**Assignment:** All lines of the material below that include the string "cushion" are to be copied.

**Data records:**
*** Block opens ***

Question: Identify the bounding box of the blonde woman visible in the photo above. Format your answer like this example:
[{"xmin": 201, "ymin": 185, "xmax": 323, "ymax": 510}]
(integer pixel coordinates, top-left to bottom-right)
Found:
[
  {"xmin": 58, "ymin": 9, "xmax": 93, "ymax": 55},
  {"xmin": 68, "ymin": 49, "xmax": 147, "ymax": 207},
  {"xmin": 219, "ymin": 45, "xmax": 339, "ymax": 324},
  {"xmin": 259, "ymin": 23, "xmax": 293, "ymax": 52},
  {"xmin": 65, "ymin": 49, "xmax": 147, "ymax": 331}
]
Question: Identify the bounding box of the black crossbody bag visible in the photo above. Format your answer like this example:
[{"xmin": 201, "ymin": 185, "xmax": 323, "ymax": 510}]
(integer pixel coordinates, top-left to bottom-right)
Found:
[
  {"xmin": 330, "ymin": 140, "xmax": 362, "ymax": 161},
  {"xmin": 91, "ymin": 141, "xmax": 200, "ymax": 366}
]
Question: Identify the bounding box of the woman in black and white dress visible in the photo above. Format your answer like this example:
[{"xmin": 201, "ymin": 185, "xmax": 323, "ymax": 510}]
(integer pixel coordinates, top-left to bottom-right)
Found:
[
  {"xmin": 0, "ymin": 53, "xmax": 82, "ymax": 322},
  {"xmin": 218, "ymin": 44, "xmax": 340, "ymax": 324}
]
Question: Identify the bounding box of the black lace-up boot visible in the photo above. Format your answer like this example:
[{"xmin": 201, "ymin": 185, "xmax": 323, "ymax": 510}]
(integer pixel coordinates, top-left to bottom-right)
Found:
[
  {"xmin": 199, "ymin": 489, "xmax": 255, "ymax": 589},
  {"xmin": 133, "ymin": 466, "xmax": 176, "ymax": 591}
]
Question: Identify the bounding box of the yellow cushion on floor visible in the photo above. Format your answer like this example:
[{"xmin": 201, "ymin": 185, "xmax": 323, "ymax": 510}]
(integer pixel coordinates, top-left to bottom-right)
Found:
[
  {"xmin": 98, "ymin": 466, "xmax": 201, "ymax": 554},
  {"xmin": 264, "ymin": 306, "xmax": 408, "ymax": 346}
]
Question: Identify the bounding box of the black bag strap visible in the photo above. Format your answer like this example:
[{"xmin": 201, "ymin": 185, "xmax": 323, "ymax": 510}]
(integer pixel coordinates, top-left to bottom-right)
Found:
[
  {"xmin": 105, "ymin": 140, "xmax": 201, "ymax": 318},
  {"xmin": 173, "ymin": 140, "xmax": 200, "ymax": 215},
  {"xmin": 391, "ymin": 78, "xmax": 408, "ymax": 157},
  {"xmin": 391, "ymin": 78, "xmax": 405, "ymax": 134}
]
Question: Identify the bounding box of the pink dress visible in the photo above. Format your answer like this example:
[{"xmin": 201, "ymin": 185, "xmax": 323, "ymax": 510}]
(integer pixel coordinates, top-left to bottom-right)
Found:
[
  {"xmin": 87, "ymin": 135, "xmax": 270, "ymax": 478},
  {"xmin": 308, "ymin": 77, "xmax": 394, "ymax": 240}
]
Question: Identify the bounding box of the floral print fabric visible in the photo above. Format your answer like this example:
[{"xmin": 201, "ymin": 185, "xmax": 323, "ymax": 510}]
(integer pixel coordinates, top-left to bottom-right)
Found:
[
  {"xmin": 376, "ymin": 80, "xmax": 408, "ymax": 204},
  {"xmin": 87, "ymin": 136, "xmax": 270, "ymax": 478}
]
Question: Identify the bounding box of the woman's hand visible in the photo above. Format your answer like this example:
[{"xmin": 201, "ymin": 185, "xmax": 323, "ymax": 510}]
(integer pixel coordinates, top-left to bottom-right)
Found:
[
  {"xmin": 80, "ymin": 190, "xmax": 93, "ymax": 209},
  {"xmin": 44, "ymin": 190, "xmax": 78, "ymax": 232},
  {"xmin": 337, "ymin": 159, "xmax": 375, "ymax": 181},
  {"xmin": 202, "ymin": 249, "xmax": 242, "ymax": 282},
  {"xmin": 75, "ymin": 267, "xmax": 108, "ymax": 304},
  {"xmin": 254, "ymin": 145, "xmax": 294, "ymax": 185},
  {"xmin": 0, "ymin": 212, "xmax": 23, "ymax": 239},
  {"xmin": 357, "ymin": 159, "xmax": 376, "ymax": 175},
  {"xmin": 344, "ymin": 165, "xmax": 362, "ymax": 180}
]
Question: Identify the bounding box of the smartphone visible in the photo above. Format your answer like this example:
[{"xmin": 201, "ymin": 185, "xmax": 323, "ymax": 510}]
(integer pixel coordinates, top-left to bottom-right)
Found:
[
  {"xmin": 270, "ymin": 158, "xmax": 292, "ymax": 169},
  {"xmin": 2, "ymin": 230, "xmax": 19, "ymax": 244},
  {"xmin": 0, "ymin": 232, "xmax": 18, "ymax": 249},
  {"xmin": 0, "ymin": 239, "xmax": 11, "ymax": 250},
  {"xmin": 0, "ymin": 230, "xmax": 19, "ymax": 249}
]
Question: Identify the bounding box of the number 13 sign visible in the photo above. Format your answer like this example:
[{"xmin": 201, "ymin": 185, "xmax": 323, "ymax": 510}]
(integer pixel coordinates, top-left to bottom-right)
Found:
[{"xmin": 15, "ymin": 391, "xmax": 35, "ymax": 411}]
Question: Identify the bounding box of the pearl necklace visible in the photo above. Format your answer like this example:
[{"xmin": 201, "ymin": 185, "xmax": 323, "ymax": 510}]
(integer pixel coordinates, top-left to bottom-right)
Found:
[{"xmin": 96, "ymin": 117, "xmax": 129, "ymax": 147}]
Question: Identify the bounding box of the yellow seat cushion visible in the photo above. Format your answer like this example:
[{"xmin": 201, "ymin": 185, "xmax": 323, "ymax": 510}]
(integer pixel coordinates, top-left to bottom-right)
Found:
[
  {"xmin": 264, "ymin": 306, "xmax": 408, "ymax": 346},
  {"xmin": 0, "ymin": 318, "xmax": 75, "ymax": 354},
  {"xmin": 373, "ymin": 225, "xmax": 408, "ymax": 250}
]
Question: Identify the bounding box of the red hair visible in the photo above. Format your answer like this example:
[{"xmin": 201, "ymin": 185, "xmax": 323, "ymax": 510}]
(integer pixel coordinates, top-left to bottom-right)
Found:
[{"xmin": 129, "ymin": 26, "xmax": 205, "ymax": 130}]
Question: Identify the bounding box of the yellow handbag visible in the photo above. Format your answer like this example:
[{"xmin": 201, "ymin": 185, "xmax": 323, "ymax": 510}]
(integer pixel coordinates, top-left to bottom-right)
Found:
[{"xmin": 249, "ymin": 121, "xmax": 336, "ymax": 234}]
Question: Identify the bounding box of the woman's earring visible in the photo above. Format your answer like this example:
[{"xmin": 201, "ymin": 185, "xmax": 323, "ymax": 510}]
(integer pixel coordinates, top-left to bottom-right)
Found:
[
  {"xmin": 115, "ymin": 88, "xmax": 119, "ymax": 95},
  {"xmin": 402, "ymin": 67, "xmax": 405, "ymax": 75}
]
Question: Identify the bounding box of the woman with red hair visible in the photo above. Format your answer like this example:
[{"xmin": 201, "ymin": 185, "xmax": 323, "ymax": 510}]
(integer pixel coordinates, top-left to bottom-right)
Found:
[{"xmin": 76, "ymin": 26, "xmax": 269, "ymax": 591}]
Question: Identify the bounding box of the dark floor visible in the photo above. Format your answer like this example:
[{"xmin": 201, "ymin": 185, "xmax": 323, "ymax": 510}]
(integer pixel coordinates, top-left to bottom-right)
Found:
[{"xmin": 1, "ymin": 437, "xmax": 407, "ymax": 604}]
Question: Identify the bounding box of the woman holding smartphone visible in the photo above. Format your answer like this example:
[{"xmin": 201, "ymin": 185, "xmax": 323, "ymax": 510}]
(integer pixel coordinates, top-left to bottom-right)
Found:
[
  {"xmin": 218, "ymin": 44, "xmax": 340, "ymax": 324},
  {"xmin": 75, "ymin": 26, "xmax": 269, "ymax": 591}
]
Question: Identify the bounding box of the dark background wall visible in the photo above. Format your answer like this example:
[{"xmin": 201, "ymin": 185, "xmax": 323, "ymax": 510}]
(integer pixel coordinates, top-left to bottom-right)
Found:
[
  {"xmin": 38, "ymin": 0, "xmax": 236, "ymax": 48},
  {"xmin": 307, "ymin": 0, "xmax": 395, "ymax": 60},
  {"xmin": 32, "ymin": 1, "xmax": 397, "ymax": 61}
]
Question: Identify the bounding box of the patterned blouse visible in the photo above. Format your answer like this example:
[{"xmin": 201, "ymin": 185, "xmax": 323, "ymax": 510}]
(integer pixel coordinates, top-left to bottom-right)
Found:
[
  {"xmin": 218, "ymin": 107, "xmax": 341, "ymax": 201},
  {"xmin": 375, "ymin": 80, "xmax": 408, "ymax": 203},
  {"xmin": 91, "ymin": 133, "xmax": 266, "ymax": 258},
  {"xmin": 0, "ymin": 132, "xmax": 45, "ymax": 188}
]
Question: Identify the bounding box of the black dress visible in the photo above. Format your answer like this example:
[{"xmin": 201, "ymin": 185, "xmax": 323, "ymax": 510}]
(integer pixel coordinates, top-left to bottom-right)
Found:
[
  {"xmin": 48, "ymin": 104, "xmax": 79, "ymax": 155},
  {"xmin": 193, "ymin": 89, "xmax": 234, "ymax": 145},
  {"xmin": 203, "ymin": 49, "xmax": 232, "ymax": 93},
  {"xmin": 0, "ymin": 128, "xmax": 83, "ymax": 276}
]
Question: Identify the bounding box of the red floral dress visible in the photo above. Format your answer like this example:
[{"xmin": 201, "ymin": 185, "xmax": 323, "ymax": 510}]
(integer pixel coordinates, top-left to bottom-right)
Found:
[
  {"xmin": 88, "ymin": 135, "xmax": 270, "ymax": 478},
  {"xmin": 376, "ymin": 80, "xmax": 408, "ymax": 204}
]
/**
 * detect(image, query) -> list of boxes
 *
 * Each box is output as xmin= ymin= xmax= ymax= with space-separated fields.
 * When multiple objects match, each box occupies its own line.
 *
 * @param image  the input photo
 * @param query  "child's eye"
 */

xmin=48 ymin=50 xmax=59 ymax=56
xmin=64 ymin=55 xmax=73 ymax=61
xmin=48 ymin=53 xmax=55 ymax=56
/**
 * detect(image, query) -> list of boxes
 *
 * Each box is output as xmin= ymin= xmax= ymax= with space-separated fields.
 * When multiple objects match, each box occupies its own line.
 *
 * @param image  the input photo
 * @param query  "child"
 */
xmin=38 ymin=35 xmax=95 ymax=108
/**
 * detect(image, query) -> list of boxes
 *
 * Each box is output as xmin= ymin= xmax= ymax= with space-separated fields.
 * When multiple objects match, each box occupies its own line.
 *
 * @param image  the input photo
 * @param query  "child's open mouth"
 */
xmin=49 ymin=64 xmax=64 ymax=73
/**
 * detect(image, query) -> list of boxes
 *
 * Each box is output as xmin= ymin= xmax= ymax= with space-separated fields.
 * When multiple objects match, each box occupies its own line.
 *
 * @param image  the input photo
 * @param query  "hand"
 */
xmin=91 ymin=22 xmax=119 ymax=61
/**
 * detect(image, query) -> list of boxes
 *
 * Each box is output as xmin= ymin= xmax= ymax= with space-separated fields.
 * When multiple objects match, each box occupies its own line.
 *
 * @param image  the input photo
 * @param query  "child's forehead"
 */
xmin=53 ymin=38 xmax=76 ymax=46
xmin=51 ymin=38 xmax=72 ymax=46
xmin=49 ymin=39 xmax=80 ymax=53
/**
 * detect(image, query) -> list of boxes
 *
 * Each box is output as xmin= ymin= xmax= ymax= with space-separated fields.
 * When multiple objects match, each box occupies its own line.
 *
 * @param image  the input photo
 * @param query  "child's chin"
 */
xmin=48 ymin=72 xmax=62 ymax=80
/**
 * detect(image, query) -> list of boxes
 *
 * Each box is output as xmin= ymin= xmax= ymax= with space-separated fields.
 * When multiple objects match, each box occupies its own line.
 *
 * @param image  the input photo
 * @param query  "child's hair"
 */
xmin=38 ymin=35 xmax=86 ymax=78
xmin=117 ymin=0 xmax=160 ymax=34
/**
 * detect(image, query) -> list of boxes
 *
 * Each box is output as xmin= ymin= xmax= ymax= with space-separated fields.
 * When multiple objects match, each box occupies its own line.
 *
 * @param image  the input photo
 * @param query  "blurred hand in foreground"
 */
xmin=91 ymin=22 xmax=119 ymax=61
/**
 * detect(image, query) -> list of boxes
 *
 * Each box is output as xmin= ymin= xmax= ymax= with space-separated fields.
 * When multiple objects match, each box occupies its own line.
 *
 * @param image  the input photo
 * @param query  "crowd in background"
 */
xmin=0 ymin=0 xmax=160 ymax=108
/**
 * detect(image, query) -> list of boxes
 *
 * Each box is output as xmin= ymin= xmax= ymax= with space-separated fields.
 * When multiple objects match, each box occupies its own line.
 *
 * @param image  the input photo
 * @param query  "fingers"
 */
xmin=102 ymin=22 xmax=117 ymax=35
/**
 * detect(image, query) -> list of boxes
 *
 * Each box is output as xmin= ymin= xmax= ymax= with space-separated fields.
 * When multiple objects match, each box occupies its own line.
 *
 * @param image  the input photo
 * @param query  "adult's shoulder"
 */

*** Block closes ***

**Reply:**
Question: Identify the bounding box of the yellow cushion on floor visible in the photo above. Format your answer like this example:
Question: Identify the bounding box of the yellow seat cushion visible in the photo above. Format your answer like this example:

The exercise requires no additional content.